++++ Listed records ++++

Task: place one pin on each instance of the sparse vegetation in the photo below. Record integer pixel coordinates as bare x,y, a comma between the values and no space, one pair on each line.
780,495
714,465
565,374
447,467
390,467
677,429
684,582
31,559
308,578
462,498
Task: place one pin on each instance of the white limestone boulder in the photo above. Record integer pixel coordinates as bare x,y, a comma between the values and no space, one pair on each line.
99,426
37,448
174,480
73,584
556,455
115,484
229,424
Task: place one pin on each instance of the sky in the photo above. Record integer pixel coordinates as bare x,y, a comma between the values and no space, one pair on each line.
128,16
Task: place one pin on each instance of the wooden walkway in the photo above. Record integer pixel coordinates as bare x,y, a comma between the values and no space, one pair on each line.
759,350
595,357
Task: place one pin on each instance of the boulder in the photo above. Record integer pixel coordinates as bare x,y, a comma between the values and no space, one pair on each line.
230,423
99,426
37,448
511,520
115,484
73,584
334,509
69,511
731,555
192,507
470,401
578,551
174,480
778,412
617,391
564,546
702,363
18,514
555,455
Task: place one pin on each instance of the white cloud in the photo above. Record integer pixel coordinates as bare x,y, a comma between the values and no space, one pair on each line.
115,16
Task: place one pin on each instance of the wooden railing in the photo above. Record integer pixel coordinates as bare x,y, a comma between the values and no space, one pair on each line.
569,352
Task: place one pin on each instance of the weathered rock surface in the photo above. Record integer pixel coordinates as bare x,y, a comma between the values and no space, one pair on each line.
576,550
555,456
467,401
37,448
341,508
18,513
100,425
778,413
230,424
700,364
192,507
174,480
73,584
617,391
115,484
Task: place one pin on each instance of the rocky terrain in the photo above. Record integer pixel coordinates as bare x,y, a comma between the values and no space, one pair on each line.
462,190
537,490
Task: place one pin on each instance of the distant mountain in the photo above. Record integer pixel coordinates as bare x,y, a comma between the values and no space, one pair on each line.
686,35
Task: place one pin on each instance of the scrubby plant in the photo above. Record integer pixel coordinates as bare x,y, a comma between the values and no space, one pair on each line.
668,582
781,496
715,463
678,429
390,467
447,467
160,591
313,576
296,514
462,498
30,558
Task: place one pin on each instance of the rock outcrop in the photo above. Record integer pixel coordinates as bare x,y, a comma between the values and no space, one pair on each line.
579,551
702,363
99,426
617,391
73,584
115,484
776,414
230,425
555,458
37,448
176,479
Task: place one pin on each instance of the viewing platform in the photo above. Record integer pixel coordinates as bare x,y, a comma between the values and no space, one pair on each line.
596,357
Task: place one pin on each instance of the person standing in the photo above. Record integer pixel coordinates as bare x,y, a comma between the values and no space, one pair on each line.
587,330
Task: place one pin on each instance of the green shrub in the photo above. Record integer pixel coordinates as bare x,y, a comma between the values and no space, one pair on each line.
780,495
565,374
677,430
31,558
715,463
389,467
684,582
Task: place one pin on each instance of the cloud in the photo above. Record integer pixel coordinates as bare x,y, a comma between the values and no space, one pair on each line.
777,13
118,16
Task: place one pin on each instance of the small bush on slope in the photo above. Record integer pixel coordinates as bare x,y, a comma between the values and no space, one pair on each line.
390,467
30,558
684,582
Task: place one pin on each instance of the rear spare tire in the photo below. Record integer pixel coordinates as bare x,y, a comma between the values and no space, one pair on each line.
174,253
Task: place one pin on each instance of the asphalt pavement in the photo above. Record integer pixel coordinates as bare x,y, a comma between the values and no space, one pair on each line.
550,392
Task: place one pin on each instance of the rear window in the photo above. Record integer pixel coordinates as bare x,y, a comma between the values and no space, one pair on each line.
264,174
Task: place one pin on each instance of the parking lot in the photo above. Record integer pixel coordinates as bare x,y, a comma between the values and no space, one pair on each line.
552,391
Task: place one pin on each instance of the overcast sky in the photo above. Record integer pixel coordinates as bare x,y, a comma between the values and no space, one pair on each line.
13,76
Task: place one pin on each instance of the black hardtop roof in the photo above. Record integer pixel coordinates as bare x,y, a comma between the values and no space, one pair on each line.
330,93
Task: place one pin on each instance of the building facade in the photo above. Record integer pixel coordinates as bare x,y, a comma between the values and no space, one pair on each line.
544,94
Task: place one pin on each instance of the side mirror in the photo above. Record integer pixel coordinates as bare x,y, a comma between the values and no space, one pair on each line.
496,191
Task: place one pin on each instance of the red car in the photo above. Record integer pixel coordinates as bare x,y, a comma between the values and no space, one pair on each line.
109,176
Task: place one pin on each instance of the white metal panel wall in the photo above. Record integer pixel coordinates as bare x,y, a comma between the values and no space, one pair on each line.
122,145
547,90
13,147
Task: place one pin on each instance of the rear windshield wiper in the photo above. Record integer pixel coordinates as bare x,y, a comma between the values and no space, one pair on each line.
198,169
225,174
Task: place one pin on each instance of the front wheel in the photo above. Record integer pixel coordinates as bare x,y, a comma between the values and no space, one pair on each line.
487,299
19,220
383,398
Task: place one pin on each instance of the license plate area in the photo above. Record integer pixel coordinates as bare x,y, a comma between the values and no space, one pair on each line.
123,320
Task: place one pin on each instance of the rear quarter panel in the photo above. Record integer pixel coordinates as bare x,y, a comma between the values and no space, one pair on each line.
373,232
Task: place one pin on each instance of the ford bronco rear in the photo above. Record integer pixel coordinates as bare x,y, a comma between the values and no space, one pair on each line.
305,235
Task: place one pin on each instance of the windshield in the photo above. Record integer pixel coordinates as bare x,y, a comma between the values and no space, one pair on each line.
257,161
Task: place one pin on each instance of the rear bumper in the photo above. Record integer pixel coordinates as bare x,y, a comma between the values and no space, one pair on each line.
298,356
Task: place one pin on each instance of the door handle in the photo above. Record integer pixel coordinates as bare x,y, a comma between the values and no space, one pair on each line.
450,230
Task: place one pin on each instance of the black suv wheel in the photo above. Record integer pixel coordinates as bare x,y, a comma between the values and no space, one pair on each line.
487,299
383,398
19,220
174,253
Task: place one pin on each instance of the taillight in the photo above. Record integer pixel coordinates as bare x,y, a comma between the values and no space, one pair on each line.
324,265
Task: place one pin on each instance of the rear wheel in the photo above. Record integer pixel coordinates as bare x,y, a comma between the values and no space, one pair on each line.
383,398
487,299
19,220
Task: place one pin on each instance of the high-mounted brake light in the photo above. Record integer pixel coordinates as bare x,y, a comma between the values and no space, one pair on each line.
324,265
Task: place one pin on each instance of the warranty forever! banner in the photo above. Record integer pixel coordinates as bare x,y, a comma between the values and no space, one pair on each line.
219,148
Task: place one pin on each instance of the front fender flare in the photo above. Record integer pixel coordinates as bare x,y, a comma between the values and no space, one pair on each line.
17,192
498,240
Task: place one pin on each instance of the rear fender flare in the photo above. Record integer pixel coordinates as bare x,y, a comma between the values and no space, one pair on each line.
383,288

++++

= Your instructions =
Could you return all of the entries above verbatim, line for line?

= Result =
Task: place one pin on each instance of the sparse vegetation in the photo below. Record integer pixel coordinates as bare x,y, a comma between the values and no space, one pair on each line.
780,495
714,465
565,374
447,467
390,467
677,429
684,582
31,559
308,578
462,498
Task: place one pin on each instance of the white limestone boulder in the photo above. Record integer pixel coordinates as bare x,y, a comma between the values and no space, one pair on each line.
99,426
37,448
174,480
73,584
556,455
115,484
229,424
Task: place one pin on each instance of the sky in the photo above. Record integer pixel coordinates as bare x,y, a comma between the values and no space, one pair on each line.
128,16
Task: place one pin on each instance of the wooden walkway in the photo above. Record integer pixel coordinates as bare x,y, a comma between the values and no space, one pair on each line.
759,350
595,357
Task: place one pin on each instance of the boulder in the photo above. Record integer pixel coordinates as bare x,y, a comma between the values and no space, one pair on each line.
230,423
99,426
37,448
511,520
115,484
73,584
334,509
69,511
731,555
192,507
470,401
578,551
174,480
778,412
617,391
564,546
702,363
18,514
555,455
Task: place one pin on each instance of the white cloud in the photo above. Record integer pixel coordinates as bare x,y, a comma between the values and no space, one pair on each line.
115,16
Task: place one pin on each instance of the wooden railing in the photo above. Record integer pixel coordinates as bare x,y, a comma between the values and no space, one pair on each line.
569,352
Task: place one pin on each instance of the weathered rock surface in the photo above. Record integer pixel coordinates as bare x,y, a comma between the values and no space, one pair on each line.
576,550
555,456
467,401
37,448
341,508
18,513
100,425
778,413
230,424
700,364
192,507
174,480
73,584
617,391
115,484
Task: place one pin on each instance of the rocky terrain in the photo above. Record integer pixel coordinates as bare x,y, a comma between the values and no space, one pair on each line.
462,190
537,490
Task: place one pin on each instance of the distant mountain in the photo above. Record integer pixel coordinates as bare x,y, a comma between the values and no space, one pair on each line.
686,35
Task: place one pin on each instance of the scrubby plant in the photo above. Record integer pixel coordinates as bare x,y, a comma between the values and no space, one pair on each line.
668,582
781,496
715,463
678,429
390,467
447,467
160,591
313,576
296,514
462,498
30,558
Task: place one pin on each instance of the rock outcrop in the photo above. Record integer pixel coordinates as bare x,y, a comma between the values and no space, one pair on each line.
579,551
702,363
99,426
617,391
73,584
115,484
776,414
230,425
555,458
37,448
176,479
Task: place one pin on each instance of the viewing platform in the photo above. Record integer pixel coordinates as bare x,y, a comma between the values and no space, one pair on each line.
596,357
Task: place one pin on each instance of the person standing in the photo above. Record integer pixel coordinates as bare x,y, a comma between the values and no space, one pair on each line.
587,330
Task: place one pin on each instance of the green shrub in the photo above. Record integer pixel coordinates as bare x,y, a comma between the values and no space, one pair on each line.
780,495
565,374
677,430
31,558
715,463
389,467
684,582
Task: place one pin on each instance of the cloud in the photo above. Record integer pixel coordinates as bare x,y, a comma between the values and no space, one pair on each line.
777,13
118,16
Task: place one pin on each instance of the small bush on slope in the photo above. Record integer pixel coordinates as bare x,y, a comma between the values and no space, one pair on each line.
390,467
30,558
684,582
Task: place one pin on each instance of the rear spare tire in the photo below. Record integer pixel coordinates as bare x,y, a comma between the values and no space, one pair on each line.
174,253
Task: place one pin on each instance of the asphalt pavement in the photo above. Record integer pixel coordinates as bare x,y, a comma between the values and no space, one pair on each line.
550,392
Task: place one pin on each instance of the rear window in the photo above. Record integer pixel coordinates as bare x,y, a comma between the values and no space, one pair on each line.
264,174
Task: place one pin on each instance of the parking lot in the photo above. Record integer pixel coordinates as bare x,y, a comma between the values and no space, one pair on each line.
552,391
Task: place one pin on each instance of the overcast sky in the photo above. Record integer pixel coordinates as bare x,y, a comma between the values and no space, one pair on each line.
13,76
Task: place one pin on each instance of the black hardtop roof in the photo above. Record integer pixel coordinates as bare x,y, a comma between the values and no space, one pair on each line.
330,93
Task: place one pin on each instance of the building facade in the photo above. Record integer pixel coordinates as bare x,y, a comma between the values and no space, one pair on each line.
544,94
Task: place one pin on each instance of the side mirror in the photo above. Record integer pixel coordinates as bare x,y, a comma between the values and no space, one pair on each line.
496,191
Task: place one pin on each instance of the red car in the photo above. Record integer pixel coordinates as bare x,y, a comma between the values and no space, one pair on each line.
109,176
Task: place one pin on each instance of the white metal panel wall in the photo above. Record integer pixel coordinates as bare x,y, a comma between the values and no space, one pair on each line.
122,145
547,90
13,147
Task: place one pin on each instance of the rear windshield wiper in the photo above. Record integer pixel coordinates as bare x,y, a comma between the values and no space, one pair on each line.
198,169
225,174
Task: place one pin on each instance of the front wheel in the photo above. Record integer pixel coordinates as bare x,y, a comma between the values and no space, one pair on each line.
487,299
19,220
383,398
Task: place one pin on each instance of the license plate area in the photo above. Record integer pixel coordinates as bare x,y, a comma between the values and no space, one pair on each line.
123,320
Task: place one pin on each instance of the rear quarter panel in the photo above. Record integer pixel coordinates as bare x,y, a comma between the values and no space, one pair on each line.
373,232
Task: place one pin on each instance of the ford bronco rear in the photo above. Record integer pixel coordinates as bare x,y, a comma between the values and no space, one pair on each line.
305,235
Task: place one pin on each instance of the windshield in the photo above. Record integer pixel coordinates as bare x,y, a comma between the values and no space, one pair on each line.
257,161
Task: place one pin on each instance of the rear bumper in the photo above. Record integer pixel coordinates as bare x,y, a comma between the values and no space, one pair on each line.
298,356
Task: place one pin on each instance of the door handle in the photo above. Record integer pixel coordinates as bare x,y, a comma between the values and no space, one pair on each line.
450,230
Task: place one pin on each instance of the black suv wheel in the photo above. Record integer pixel coordinates as bare x,y, a comma between the values and no space, one pair on each line.
487,299
383,398
19,220
174,253
Task: place one pin on each instance of the taillight in the photo above. Record integer pixel coordinates as bare x,y, a comma between the values and no space, one pair on each line.
324,265
Task: place one pin on each instance of the rear wheel in the photo above. Record integer pixel coordinates as bare x,y, a comma between the values and no space, one pair on each line.
383,398
487,299
19,220
Task: place one pin on each instance of the high-mounted brake light in the photo above. Record integer pixel coordinates as bare x,y, a comma between the values and no space, one pair on each line.
324,265
Task: place one pin on each instance of the warranty forever! banner in the photo above. Record integer pixel coordinates as bare x,y, a comma between the values and no space, one pair on each line.
219,148
Task: place one pin on each instance of the front fender flare in the photo above. Record integer pixel coordinates as bare x,y, a comma between the values and no space, one pair on each line.
17,192
498,240
Task: place one pin on each instance of the rear fender flare in the photo above. Record integer pixel coordinates as bare x,y, a comma between the values and no space, one pair on each line.
383,288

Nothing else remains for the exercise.